## Dataset items:
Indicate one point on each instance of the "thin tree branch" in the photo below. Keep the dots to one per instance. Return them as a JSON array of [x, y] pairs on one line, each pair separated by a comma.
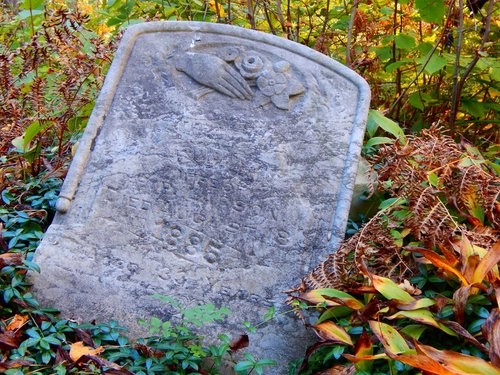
[[349, 33], [458, 87], [456, 73], [422, 68]]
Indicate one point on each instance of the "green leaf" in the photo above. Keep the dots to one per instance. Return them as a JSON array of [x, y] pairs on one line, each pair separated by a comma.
[[390, 290], [332, 332], [404, 41], [339, 297], [375, 141], [474, 107], [416, 101], [243, 366], [391, 339], [395, 65], [434, 65], [414, 330], [386, 124], [431, 10]]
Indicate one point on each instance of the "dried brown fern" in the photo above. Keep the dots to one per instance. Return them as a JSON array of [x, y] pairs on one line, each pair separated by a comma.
[[50, 77], [447, 190]]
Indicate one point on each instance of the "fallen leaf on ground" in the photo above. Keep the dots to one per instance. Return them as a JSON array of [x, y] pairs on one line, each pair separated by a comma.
[[78, 350], [17, 322]]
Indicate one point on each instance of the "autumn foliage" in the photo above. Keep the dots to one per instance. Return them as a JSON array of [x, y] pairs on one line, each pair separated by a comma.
[[415, 290]]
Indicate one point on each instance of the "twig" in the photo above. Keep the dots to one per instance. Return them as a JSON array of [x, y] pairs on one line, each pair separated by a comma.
[[349, 33], [456, 74], [459, 84], [429, 56]]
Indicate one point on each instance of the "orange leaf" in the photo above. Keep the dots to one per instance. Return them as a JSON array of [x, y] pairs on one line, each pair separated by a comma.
[[390, 338], [490, 260], [458, 363], [332, 297], [78, 350], [363, 348], [491, 330], [390, 290], [17, 322], [438, 261], [357, 359], [423, 362], [331, 332]]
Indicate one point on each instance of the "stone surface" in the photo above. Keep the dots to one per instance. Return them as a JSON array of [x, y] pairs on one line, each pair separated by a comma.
[[217, 166]]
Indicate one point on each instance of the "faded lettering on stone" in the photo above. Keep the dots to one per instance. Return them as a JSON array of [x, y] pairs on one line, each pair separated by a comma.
[[217, 167]]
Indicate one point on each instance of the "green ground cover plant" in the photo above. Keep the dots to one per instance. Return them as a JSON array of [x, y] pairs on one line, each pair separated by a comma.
[[416, 288]]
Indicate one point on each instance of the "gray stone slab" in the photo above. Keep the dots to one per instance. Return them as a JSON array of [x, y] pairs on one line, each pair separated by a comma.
[[217, 166]]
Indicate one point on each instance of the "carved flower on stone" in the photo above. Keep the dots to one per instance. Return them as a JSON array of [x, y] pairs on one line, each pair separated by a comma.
[[229, 54], [249, 64], [277, 86]]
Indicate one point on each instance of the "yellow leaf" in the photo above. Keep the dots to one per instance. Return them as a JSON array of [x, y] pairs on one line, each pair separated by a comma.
[[390, 290], [332, 297], [17, 322], [391, 339], [331, 332], [489, 261], [422, 316], [458, 363], [78, 350], [440, 262]]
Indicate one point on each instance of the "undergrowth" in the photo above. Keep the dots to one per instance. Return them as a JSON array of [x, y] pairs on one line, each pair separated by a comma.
[[414, 290], [417, 288]]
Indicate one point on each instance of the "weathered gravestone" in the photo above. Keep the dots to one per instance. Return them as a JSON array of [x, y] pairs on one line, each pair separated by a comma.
[[217, 166]]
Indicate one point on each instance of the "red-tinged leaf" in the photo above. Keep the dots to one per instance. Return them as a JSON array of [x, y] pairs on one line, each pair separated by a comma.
[[358, 359], [121, 371], [449, 255], [78, 350], [458, 363], [470, 266], [423, 362], [4, 366], [391, 339], [421, 316], [239, 342], [439, 262], [11, 259], [491, 330], [363, 290], [10, 340], [340, 370], [464, 333], [390, 290], [490, 260], [329, 331], [460, 298], [17, 322], [63, 356], [85, 336], [417, 304], [149, 352], [332, 297], [363, 348]]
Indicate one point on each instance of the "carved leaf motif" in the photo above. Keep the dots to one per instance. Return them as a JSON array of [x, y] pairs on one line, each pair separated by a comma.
[[213, 72]]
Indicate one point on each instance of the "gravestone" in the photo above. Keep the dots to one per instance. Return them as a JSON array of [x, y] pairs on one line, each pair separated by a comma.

## Aim:
Rewrite all the items above as a numbered list with no blank lines, and leave the pictures out.

## Written response:
1. Indicate one point on each instance of the "thin tree branch" in the photo below. Keep the dots to one per instance. Return them as a JSON array of [x, y] pairs on one line, each pair separated by a comma.
2. [[349, 33], [458, 87], [456, 73], [422, 68]]
3. Indicate one point on each instance of the "green leaf" in the photo above. Keep the dots to one per instance. Return them as a JSON array of [x, y] pairs on one line, each pair separated by a comma.
4. [[390, 290], [332, 332], [404, 41], [339, 297], [375, 141], [474, 107], [416, 101], [243, 366], [391, 339], [395, 65], [434, 65], [414, 330], [386, 124], [431, 10]]
5. Indicate one point on each instance of the "dried brown fern" in the photo above. Keep the dots to one per instance. Return them as a JSON array of [x, y] pairs on one line, each pair separated by a comma.
6. [[50, 77], [447, 190]]
7. Indicate one point on each instance of the "fallen leaf on ground" in the photo above. Keep the dots to one per instance. Return them as a JSON array of [x, y] pairs on one line, each pair separated by a comma.
8. [[78, 350], [17, 322]]
9. Indicate one point on each instance of the "autumn foliage" in the photo above. Keep the dots to one per instance. Return them as a JSON array of [x, y] pairs on one line, each pair separated by a comma.
10. [[415, 290]]
11. Indicate one point on each instance of the "twig" in the photo above. Keep the dots to one per instance. Return them as a JSON array of [x, y] pairs on one line, each pair separated by a comma.
12. [[349, 33], [456, 74], [459, 84], [429, 56]]
13. Indicate one point on each instance of the "orange leaf" in the photo above. Keep the dots to one per instance. Return them as a JSON array of [x, y] pairs on one line, each pair separated by a comma.
14. [[390, 338], [490, 260], [458, 363], [332, 297], [78, 350], [363, 348], [491, 330], [390, 290], [17, 322], [438, 261], [357, 359], [423, 362], [331, 332]]
15. Indicate one point on each instance of the "stone surface" in the photo above. Keep the dots to one per instance. Return them as a JSON array of [x, y] pairs on one line, each pair separated by a comma.
16. [[217, 166]]
17. Indicate one point on each instance of the "faded lettering on stone" in the photo above. Keep the dots to one per instance. Return them as a JSON array of [x, y] pairs on one line, each pair separated by a comma.
18. [[217, 167]]
19. Indicate one point on each instance of the "green ground cover plant" in the photo above. Keep the dots to one per instance. Return them as a JSON array of [x, y] pairs on one line, each pair separated by a comma.
20. [[416, 288]]
21. Indicate one point on each instance of the "gray stone slab" in the photo above. Keep the dots to one per instance. Return them as a JSON array of [x, y] pairs on one line, each pair separated by a comma.
22. [[217, 166]]
23. Indicate one point on each instance of the "carved flower on stone" in the photo above. Keep the dots to one per instance. Return them as a JSON array of [x, y] pairs on one line, each pair separated by a comma.
24. [[229, 54], [249, 64], [277, 86]]
25. Indicate one point on each instance of the "yellow leaf" in the photo above. Keep the dots to one per instance. Return them as a JSON array of [x, y] pairs on one line, each pair separated by a comma.
26. [[390, 290], [332, 297], [17, 322], [391, 339], [331, 332], [489, 261], [422, 316], [458, 363], [78, 350], [440, 262]]
27. Indicate one point on each instance of the "undergrowth" in the photo above. Keep the dots to one per instance. Return them as a JSON array of [x, y] pairs on one line, each pair separated by a comma.
28. [[414, 290], [417, 288]]
29. Indicate one point on each instance of the "weathered gravestone" in the photo above. Keep the dots to one per instance. Return them as a JSON array of [x, y] pairs on one line, each pair separated by a comma.
30. [[217, 166]]
31. Indicate one point on each instance of the "red-tinged leaf" in the photo above. Keep the dots to one per instance. Return them as a JSON array of [x, y] pairs on one line, each pair separated by a comma.
32. [[358, 359], [121, 371], [449, 255], [78, 350], [458, 363], [470, 266], [423, 362], [4, 366], [391, 339], [421, 316], [239, 342], [439, 262], [11, 259], [491, 330], [363, 290], [10, 340], [340, 370], [464, 333], [390, 290], [490, 260], [329, 331], [460, 298], [17, 322], [63, 356], [85, 336], [417, 304], [149, 352], [332, 297], [363, 348]]
33. Indicate one point on each instance of the "carved leaf motif" in the photo above. Keep the dots to one per instance. Return them as a JSON array of [x, y] pairs on one line, each pair separated by a comma.
34. [[213, 72]]
35. Indicate one point on each instance of the "gravestone" in the photo above. Keep the dots to one per instance. Return them as a JSON array of [x, y] pairs on one line, each pair separated by a comma.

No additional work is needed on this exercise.